:: What needs to be done ::
For the derivation below, decide whether each statement agrees with it: (a) the function being approximated is $f(x) = x^2$; (b) the matrix $A$ is 1-by-1; (c) two constants must be computed. Answer yes or no for each, quoting the exact words of the derivation that settle it.

:: Selected text ::
··········
1 Setting Up

Let us start with what we know:

• $f(x) = x$
• $x \in [0,\alpha]$
• $\hat{\varphi} = c_0 x^2$

Since $\hat{\varphi}$ is a monomial… the single basis function is

• $\pi_0 = x^2$

which leads to…

$$ \begin{align} \hat{\varphi} &= c_0 \pi_2 \\ &= c_0 x^2 \\ \end{align} $$

Since we have one basis function… $A\vec{c} = \vec{b}$ takes the form…

$$ \left[\begin{array}{ll} \int\limits_{x=0}^{\alpha} \pi_{0} \pi_{0} dx \\ \end{array}\right] \left[\begin{array}{c} c_0 \\ \end{array}\right] = \left[\begin{array}{l} \int\limits_{x=0}^{\alpha} \pi_0 f dx\\ \end{array}\right] $$

Note how $A$ is a 1-by-1 matrix. We have one constant to compute.

2 Plugging Everything In

We know that

• $\pi_0 = x^2$
• $f(x) = x$

Let us plug everything in.

$$ \left[\begin{array}{ll} \int\limits_{x=0}^{\alpha} x^4 dx \\ \end{array}\right] \left[\begin{array}{c} c_0 \\ \end{array}\right] = \left[\begin{array}{l} \int\limits_{x=0}^{\alpha} x^3 dx\\ \end{array}\right] $$

3 Switching to Algebra

Let us switch to basic Algebra.

$$ \begin{eqnarray} c_0 \int\limits_{x=0}^{\alpha} x^4 dx &=& \int\limits_{x=0}^{\alpha} x^3 dx \\ c_0 \frac{\alpha^5}{5} &=& \frac{\alpha^4}{4} \\ c_0 &=& \frac{5\alpha^4}{4\alpha^5} \\ c_0 &=& \frac{5}{4\alpha} \\ \end{eqnarray} $$

4 The Result

Now that we have $c_0$… we can write the approximation function as

$$ \hat{\varphi} = \frac{5}{4\alpha} x^2 $$

5 What is the Error

Now… for the important question: How “bad” is our approximation?
··········
(Object location annotation data)
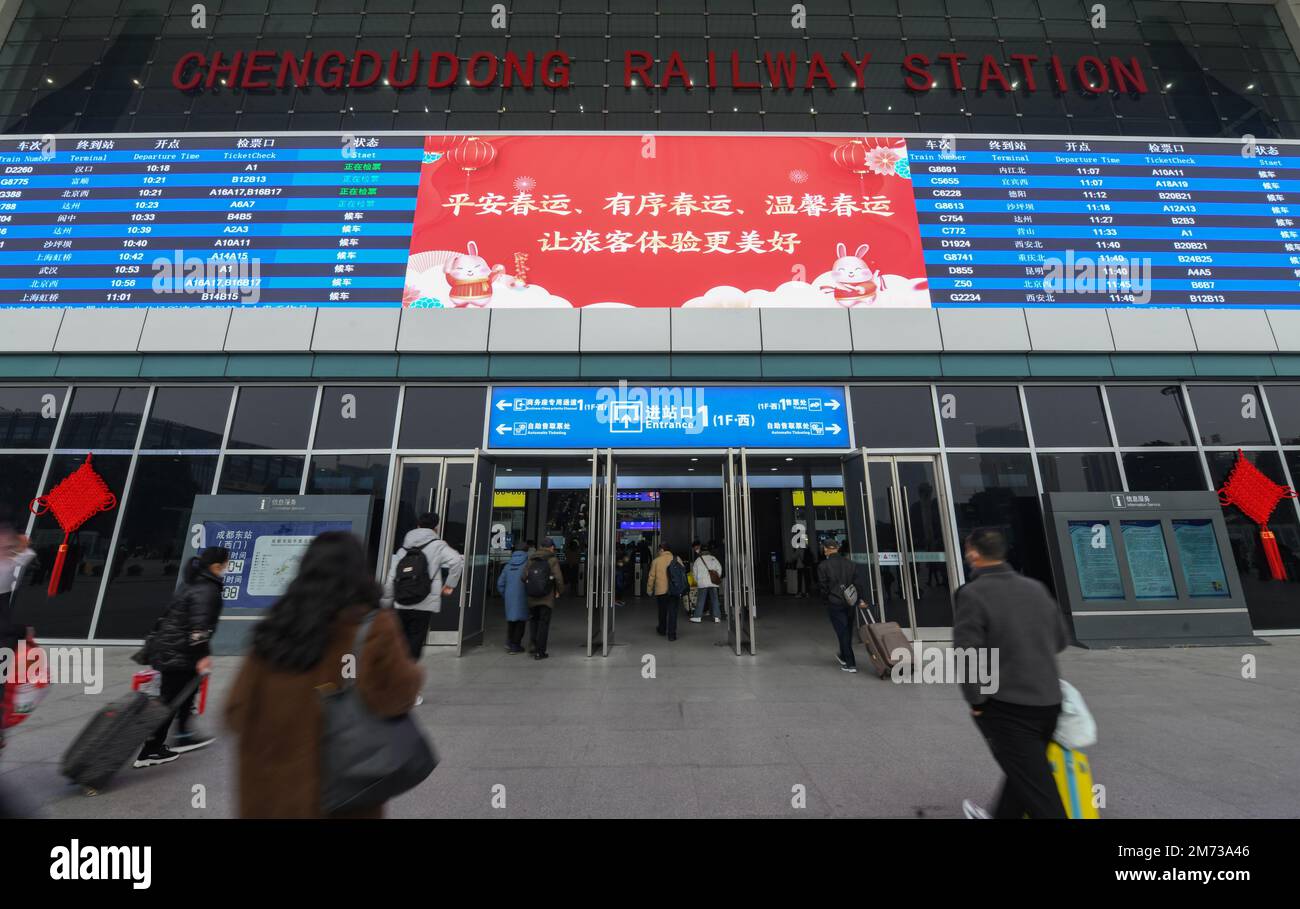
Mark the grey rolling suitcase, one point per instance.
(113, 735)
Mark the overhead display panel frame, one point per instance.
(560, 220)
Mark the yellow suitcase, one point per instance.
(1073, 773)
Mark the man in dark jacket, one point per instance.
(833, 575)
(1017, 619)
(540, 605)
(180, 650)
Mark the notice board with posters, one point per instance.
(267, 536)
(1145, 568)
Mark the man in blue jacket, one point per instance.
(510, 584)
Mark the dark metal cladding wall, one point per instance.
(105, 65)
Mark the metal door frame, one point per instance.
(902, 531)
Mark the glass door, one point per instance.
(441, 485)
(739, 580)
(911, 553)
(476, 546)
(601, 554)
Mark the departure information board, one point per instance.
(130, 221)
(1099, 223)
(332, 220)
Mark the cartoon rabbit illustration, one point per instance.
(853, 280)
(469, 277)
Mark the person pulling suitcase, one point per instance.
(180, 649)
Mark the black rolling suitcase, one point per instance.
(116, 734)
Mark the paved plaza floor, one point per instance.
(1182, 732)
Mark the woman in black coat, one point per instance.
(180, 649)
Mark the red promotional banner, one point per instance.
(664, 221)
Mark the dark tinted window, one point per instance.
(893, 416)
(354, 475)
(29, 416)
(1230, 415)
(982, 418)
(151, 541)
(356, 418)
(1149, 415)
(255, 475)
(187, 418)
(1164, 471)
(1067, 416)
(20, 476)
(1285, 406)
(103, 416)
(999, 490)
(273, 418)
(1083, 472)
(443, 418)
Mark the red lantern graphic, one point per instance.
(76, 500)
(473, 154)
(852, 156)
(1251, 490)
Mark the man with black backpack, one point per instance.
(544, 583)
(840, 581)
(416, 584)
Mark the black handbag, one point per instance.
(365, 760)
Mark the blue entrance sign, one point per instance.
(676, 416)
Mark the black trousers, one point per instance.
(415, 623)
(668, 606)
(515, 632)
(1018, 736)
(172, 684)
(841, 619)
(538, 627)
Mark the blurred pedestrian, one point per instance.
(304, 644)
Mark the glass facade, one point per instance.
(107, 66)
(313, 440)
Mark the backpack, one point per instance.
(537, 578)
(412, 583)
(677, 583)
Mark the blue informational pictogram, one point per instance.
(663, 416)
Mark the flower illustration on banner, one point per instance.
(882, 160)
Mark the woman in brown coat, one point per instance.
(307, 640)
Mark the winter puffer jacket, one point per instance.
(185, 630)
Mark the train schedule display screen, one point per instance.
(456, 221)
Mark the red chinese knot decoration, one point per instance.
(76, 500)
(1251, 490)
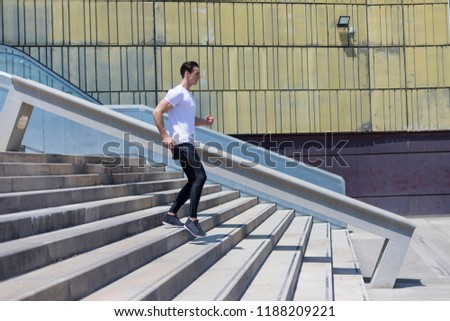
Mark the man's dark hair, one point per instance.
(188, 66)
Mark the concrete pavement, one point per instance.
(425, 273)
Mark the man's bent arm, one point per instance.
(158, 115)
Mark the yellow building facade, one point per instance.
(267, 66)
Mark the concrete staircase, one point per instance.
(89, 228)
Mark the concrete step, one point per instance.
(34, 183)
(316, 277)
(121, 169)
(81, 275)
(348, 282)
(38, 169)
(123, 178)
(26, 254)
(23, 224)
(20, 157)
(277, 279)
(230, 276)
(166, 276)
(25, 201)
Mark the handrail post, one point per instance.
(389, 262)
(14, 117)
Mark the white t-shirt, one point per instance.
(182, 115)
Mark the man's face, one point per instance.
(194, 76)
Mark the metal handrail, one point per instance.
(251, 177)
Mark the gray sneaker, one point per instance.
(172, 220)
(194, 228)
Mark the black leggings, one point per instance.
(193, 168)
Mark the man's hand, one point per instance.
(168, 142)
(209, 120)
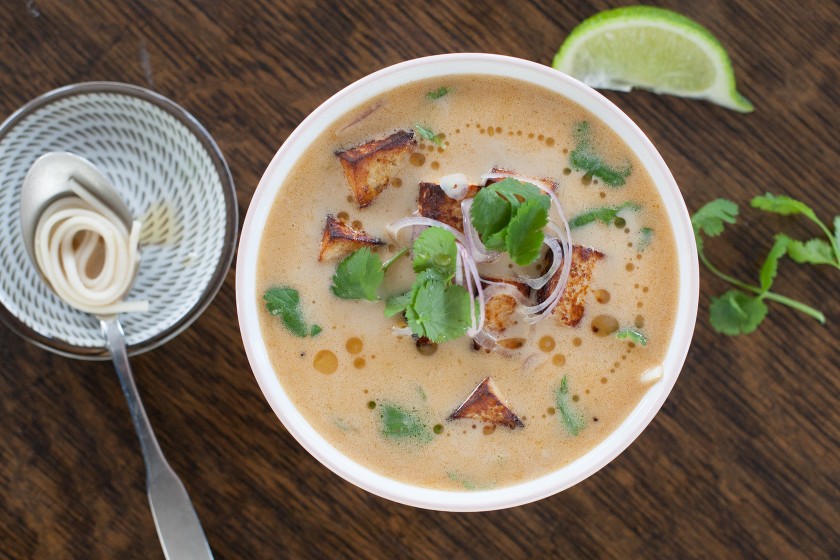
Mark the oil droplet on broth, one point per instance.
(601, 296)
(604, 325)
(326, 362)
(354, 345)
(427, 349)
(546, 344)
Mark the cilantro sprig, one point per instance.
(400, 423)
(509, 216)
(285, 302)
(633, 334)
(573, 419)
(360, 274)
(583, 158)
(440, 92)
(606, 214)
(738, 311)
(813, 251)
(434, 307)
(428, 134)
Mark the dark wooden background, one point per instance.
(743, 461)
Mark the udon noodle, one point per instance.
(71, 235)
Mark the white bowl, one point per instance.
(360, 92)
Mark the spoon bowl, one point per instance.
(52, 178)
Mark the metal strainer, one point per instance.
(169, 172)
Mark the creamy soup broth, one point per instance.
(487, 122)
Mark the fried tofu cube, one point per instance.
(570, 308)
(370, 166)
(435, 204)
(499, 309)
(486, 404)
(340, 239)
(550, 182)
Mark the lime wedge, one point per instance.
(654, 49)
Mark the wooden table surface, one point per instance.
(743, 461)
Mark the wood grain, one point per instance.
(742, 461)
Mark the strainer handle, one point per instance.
··········
:: Result for this task ::
(a) No: "$f(x) = x$"
(b) Yes: "Note how $A$ is a 1-by-1 matrix."
(c) No: "We have one constant to compute."